### Directions for this task
The line containing "I would be grateful if you could mark the boy in" marks the start; please restate exactly that line and only the lines following it through the end of the material below.

"""

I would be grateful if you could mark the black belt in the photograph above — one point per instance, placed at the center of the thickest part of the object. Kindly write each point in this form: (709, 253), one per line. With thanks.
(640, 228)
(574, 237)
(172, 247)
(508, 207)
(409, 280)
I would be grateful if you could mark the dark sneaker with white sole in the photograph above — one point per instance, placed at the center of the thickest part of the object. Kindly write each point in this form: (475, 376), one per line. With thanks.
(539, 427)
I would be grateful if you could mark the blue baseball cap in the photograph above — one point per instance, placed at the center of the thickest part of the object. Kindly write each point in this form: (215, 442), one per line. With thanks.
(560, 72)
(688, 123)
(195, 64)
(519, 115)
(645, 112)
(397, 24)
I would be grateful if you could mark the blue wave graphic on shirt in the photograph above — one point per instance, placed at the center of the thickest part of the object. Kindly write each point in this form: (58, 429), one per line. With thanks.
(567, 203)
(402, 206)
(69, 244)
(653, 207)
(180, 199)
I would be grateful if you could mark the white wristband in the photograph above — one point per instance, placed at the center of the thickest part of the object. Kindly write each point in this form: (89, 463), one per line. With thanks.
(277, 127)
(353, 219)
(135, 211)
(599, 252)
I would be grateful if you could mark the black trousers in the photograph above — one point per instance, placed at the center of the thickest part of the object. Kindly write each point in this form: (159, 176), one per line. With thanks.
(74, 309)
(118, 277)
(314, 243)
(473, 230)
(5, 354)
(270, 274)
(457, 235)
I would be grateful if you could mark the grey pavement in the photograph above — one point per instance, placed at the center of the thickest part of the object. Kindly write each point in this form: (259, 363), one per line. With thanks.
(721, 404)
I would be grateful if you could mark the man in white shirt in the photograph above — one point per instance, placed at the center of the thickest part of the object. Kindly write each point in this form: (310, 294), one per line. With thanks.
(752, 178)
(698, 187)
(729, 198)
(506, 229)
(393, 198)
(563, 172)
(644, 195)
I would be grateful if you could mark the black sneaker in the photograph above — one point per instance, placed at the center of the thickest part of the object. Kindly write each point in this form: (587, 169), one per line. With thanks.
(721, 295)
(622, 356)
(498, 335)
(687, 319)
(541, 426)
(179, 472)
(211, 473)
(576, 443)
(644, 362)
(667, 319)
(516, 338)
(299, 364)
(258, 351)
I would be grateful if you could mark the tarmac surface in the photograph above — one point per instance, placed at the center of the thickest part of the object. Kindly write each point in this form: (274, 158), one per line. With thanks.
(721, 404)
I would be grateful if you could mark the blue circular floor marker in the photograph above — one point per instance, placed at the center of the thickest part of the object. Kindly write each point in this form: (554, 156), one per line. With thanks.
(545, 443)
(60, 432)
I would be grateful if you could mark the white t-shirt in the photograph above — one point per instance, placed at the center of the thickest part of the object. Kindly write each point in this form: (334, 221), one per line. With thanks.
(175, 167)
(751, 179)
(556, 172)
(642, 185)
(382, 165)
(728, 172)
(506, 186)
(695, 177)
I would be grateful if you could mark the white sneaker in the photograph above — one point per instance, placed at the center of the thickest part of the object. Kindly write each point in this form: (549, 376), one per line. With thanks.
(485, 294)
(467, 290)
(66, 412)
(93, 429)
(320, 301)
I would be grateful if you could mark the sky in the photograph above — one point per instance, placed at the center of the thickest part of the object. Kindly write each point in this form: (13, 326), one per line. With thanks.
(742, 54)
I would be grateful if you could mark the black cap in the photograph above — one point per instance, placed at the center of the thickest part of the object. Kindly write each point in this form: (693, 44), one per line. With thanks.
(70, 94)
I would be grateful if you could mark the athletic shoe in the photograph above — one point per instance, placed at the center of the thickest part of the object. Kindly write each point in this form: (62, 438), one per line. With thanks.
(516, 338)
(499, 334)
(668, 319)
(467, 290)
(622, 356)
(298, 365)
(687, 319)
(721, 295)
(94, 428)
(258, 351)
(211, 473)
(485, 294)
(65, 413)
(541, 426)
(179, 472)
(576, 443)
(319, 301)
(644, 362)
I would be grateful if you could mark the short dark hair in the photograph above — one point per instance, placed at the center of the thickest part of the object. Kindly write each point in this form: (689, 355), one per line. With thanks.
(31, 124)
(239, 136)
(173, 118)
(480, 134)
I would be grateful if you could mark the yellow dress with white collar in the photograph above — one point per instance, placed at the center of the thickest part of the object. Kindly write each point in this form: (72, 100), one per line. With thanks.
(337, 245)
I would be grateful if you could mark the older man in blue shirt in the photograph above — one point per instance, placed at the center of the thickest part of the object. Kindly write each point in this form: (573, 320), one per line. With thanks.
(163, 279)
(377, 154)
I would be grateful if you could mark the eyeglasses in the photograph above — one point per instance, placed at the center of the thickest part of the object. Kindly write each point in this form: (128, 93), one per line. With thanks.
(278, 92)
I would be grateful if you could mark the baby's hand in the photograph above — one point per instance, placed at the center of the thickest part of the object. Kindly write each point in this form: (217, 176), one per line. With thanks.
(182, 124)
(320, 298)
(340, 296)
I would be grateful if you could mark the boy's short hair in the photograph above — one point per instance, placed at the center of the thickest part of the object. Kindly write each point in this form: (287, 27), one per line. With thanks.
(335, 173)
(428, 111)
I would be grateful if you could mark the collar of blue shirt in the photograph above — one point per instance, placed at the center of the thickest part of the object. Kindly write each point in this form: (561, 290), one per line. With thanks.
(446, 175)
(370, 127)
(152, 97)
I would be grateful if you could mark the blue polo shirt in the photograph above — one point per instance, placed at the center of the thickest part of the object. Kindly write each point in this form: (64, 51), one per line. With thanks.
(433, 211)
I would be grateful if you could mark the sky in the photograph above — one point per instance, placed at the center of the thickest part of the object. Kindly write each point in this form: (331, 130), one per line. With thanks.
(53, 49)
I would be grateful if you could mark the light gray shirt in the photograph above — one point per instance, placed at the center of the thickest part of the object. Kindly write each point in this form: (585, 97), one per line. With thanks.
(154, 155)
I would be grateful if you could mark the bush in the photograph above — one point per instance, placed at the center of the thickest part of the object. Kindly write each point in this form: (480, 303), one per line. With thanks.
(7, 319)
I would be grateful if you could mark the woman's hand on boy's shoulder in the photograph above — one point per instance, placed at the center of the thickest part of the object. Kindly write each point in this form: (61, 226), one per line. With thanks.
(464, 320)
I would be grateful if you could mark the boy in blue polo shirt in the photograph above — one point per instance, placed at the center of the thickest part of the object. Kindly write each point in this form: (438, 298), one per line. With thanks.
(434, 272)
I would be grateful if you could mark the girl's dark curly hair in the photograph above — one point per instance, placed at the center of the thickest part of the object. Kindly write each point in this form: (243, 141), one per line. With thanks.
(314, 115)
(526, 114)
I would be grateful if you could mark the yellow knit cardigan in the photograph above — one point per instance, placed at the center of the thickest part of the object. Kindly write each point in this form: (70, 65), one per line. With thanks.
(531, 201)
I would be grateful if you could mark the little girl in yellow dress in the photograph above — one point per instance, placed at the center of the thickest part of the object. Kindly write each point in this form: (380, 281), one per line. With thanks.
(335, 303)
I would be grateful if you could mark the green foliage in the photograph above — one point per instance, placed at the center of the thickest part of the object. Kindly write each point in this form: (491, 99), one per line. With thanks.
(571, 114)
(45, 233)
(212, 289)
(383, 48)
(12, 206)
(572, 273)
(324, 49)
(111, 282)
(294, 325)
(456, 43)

"""

### Your solution
I would be grateful if you could mark the boy in blue polo shirt in the photograph above — one point per instance, placed at the center of the thickest part of the object. Kindly write each point in this form: (438, 298), one per line. With thanks.
(434, 272)
I would be grateful if you could mark the girl's dark curly hair in the photograph above — one point per instance, placed at the center of the thickest part of the object. Kindly write each point in this form: (243, 141), one per line. With thanks.
(314, 115)
(526, 114)
I would be grateful if you could mark the yellow knit cardigan in the photograph above — one point per instance, placed at the center of the thickest part of the object. Kindly write each point in this form: (70, 65), one per line. With thanks.
(531, 201)
I would be grateful if you could mark the little girl in yellow dress in the photograph above — one point per instance, placed at the center of the thickest part of the object. Kindly write each point in this form: (380, 281), one per line. With thanks.
(335, 303)
I would be grateful if you could mark the green foliage in the photograph above — one point per instance, placed at the center of the thickest part of the object. Kindly write each point in this form: (491, 99), one per line. With thanks.
(571, 114)
(45, 233)
(212, 289)
(383, 48)
(12, 206)
(572, 273)
(324, 49)
(111, 282)
(294, 325)
(456, 43)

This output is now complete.